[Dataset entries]
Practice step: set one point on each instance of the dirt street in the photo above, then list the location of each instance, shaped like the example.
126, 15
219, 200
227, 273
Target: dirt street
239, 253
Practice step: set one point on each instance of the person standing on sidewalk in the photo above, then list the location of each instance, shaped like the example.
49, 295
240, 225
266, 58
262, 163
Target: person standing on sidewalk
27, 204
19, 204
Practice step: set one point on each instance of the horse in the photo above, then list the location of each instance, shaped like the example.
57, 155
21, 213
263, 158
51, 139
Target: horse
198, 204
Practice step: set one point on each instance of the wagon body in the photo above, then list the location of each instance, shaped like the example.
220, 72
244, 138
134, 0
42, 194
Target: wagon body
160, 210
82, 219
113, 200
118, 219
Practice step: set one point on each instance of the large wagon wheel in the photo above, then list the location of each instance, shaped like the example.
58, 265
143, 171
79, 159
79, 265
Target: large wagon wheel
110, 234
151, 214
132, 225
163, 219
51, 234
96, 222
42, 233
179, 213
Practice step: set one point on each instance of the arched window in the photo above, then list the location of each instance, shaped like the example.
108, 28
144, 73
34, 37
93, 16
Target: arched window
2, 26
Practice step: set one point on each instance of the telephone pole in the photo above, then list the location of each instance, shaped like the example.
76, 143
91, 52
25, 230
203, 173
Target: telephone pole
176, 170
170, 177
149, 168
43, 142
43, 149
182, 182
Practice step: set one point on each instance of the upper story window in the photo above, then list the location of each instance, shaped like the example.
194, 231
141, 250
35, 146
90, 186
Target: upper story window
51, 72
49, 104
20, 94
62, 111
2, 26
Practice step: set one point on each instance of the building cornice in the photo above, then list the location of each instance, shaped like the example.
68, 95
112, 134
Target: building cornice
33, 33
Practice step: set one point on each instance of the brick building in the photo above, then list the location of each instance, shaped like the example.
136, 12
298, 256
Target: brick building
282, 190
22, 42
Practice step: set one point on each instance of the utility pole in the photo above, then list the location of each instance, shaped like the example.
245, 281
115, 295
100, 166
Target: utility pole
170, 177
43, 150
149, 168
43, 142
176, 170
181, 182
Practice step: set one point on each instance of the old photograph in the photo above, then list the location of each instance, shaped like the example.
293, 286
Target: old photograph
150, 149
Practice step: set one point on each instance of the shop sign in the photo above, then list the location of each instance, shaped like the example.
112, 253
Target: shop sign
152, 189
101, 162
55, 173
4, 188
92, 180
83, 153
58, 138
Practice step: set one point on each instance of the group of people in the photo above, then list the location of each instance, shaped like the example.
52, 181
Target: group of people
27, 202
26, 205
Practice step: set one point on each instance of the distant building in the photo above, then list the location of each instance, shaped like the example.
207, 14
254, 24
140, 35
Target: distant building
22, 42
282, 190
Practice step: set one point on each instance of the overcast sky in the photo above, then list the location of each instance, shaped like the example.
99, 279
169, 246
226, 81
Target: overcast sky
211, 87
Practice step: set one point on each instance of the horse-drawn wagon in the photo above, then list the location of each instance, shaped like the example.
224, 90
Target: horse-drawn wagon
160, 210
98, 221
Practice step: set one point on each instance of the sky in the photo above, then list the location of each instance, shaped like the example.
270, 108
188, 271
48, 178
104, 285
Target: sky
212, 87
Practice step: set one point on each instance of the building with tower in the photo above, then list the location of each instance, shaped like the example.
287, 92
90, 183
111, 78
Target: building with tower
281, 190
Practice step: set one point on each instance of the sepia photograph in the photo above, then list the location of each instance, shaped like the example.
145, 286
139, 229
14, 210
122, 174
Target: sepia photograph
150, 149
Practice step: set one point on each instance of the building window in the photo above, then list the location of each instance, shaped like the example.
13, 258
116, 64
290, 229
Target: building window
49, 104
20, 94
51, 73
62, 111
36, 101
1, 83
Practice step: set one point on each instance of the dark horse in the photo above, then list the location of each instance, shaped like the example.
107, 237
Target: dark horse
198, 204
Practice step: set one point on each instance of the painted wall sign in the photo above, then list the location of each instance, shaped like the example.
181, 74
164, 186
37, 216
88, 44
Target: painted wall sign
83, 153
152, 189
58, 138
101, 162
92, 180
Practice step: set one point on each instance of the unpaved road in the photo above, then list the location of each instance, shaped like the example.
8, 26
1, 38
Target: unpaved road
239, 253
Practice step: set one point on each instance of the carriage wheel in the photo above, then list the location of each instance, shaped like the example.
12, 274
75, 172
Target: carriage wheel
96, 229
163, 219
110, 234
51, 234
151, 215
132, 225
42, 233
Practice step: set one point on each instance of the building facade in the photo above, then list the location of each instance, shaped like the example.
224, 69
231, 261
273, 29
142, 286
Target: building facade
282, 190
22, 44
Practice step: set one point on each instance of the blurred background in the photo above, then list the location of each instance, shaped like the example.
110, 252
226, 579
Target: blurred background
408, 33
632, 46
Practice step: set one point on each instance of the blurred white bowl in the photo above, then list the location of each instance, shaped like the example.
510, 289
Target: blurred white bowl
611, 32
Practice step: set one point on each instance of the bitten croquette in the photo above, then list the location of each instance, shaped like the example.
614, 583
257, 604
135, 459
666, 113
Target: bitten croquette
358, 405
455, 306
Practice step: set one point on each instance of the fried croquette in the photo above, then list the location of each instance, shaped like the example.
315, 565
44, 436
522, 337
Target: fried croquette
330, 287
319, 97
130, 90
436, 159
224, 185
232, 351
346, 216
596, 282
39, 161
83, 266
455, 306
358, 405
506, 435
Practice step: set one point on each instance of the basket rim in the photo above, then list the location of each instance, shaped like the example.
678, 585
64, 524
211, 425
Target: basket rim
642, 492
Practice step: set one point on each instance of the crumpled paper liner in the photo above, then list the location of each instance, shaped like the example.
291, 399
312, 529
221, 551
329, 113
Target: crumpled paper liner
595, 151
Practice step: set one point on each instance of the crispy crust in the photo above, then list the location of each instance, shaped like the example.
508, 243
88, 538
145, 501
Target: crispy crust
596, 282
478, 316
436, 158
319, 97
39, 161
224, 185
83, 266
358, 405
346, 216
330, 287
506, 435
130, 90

ACTIVITY: Reproduce exactly the line that holds "Target: fried croquette", then every line after it, ending with the final line of the records above.

PROBLEM SOLUTION:
Target: fried croquette
330, 287
319, 97
130, 90
436, 159
224, 185
232, 351
346, 216
596, 282
39, 161
83, 266
455, 306
358, 405
506, 435
Practice step: set one point on each instance of the basket rim in the photo above, then list the location of each instance, shaped like the example.
678, 585
64, 524
211, 425
Target: basket rim
642, 492
Practice step: set one point on each instance of the crumpled paper liner in the photo above, then list the location of each instance, shaped like the example.
291, 399
312, 529
221, 551
329, 113
Target: crumpled paper liner
595, 151
Practice step: set one point on each instance of the crispy crust in the photo above, then list the location of each instance, shaped like the example.
508, 243
88, 538
145, 501
Target: crispy crust
596, 282
478, 316
436, 158
319, 97
39, 161
224, 185
83, 266
358, 405
346, 216
330, 287
506, 435
130, 90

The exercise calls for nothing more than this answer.